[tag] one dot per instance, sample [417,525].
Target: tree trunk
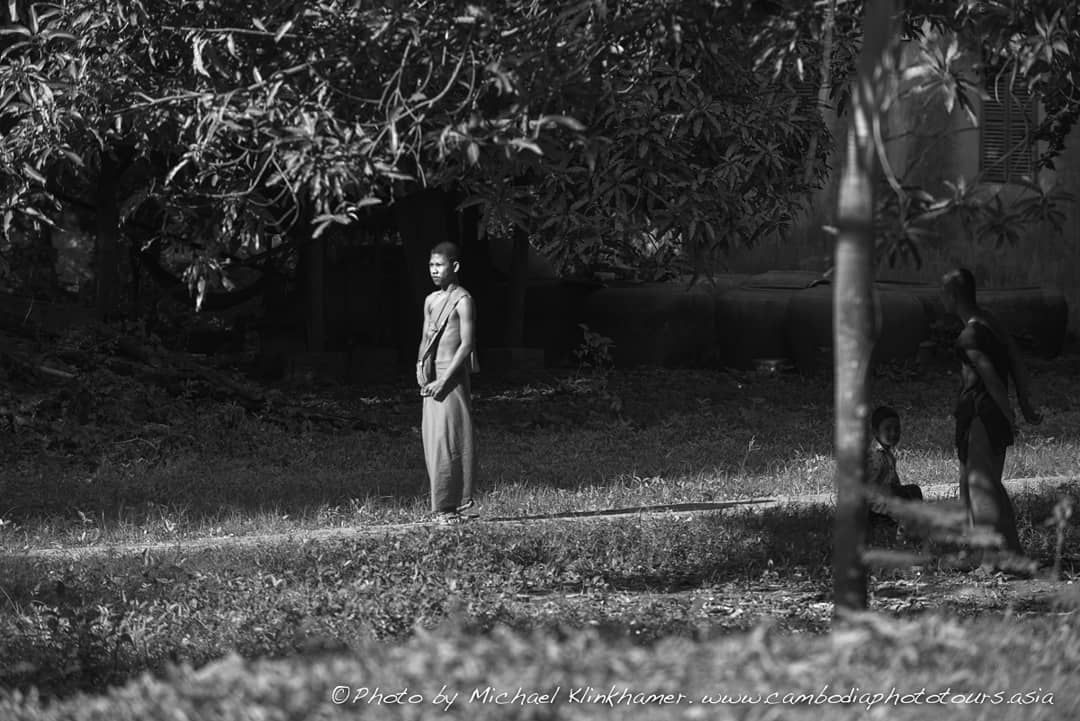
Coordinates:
[518,280]
[824,85]
[107,242]
[853,312]
[316,294]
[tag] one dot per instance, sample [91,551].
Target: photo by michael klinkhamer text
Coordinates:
[613,696]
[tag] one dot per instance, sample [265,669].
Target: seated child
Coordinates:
[881,478]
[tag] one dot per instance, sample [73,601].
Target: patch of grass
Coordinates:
[554,444]
[939,667]
[99,622]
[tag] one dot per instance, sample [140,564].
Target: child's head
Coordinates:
[885,423]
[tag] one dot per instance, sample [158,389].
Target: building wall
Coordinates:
[930,148]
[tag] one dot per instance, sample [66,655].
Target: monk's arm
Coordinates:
[467,317]
[423,341]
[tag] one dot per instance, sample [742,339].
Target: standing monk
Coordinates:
[985,420]
[442,371]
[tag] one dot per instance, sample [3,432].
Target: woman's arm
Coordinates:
[995,385]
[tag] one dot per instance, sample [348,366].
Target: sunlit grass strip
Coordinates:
[937,667]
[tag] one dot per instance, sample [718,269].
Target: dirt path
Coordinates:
[312,535]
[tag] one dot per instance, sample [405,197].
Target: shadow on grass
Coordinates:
[711,572]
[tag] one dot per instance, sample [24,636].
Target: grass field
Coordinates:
[678,602]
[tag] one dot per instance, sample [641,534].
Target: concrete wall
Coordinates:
[933,147]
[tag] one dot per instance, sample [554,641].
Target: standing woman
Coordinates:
[985,420]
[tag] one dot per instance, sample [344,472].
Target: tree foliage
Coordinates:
[596,124]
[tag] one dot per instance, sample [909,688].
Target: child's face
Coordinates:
[888,432]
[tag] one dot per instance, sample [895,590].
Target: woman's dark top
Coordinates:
[975,400]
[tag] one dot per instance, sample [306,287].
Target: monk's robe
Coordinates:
[449,446]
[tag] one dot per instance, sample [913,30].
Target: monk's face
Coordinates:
[442,269]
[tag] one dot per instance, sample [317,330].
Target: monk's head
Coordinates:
[444,264]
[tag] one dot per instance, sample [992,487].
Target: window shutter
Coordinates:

_Instructions for the task_
Arrange every line of the items above as a numbered list, skipping blank lines and leaving out the pictures.

_Answer in full_
1. [tag] one dot per instance, sample [417,525].
2. Target: tree trunk
3. Coordinates:
4. [518,280]
5. [824,85]
6. [107,242]
7. [853,312]
8. [316,294]
9. [tag] one dot per instance, sample [91,551].
10. Target: photo by michael klinkhamer text
11. Coordinates:
12. [613,696]
13. [tag] one dot per instance, sample [265,669].
14. Target: seated child
15. Coordinates:
16. [881,478]
17. [tag] one dot per instance, sample [73,601].
18. Target: patch of grass
19. Coordinates:
20. [554,444]
21. [939,667]
22. [99,622]
23. [tag] one dot per instance, sample [140,564].
24. Target: child's head
25. Coordinates:
26. [885,423]
27. [tag] one dot per instance, sample [158,389].
28. Target: building wall
29. Coordinates:
30. [930,148]
31. [tag] one dot per instance, sample [66,655].
32. Target: monk's arm
33. Coordinates:
34. [467,317]
35. [423,341]
36. [tag] one dot per instance, sample [742,339].
37. Target: standing monk
38. Coordinates:
39. [985,420]
40. [442,371]
41. [tag] one dot per instance, sample [3,432].
42. Target: woman's arm
43. Coordinates:
44. [995,385]
45. [tag] one dot per instance, sample [348,366].
46. Target: sunlit grass strip
47. Coordinates:
48. [937,667]
49. [tag] one dot per instance, sample [718,269].
50. Target: dirt path
51. Coordinates:
52. [312,535]
53. [tag] one dot per instance, sample [405,197].
54. Target: shadow on grass
55. Coordinates:
56. [711,572]
57. [tag] one dot per instance, sample [24,636].
58. Target: grass field
59. Coordinates:
60. [678,602]
61. [tag] one dot per instance, sample [641,534].
62. Target: concrete wall
63. Coordinates:
64. [933,147]
65. [tag] one dot per instance, sample [554,641].
66. Target: standing woman
67. Coordinates:
68. [985,420]
69. [tag] one dot per instance, sample [344,472].
70. Target: tree foliage
71. Coordinates:
72. [596,124]
73. [tag] one dot per instance, sample [909,688].
74. Target: child's face
75. Coordinates:
76. [888,432]
77. [tag] one dot per instance, sample [895,590].
78. Target: woman's dark top
79. Coordinates:
80. [975,400]
81. [tag] one dot per instance, sample [306,287].
82. Target: monk's robe
83. Coordinates:
84. [449,446]
85. [tag] one dot per instance, sample [913,30].
86. Target: monk's face
87. Coordinates:
88. [442,269]
89. [tag] one dot per instance, sample [317,330].
90. Target: monk's head
91. Coordinates:
92. [444,264]
93. [tag] one dot per instance, sample [992,487].
94. Target: window shutter
95. Coordinates:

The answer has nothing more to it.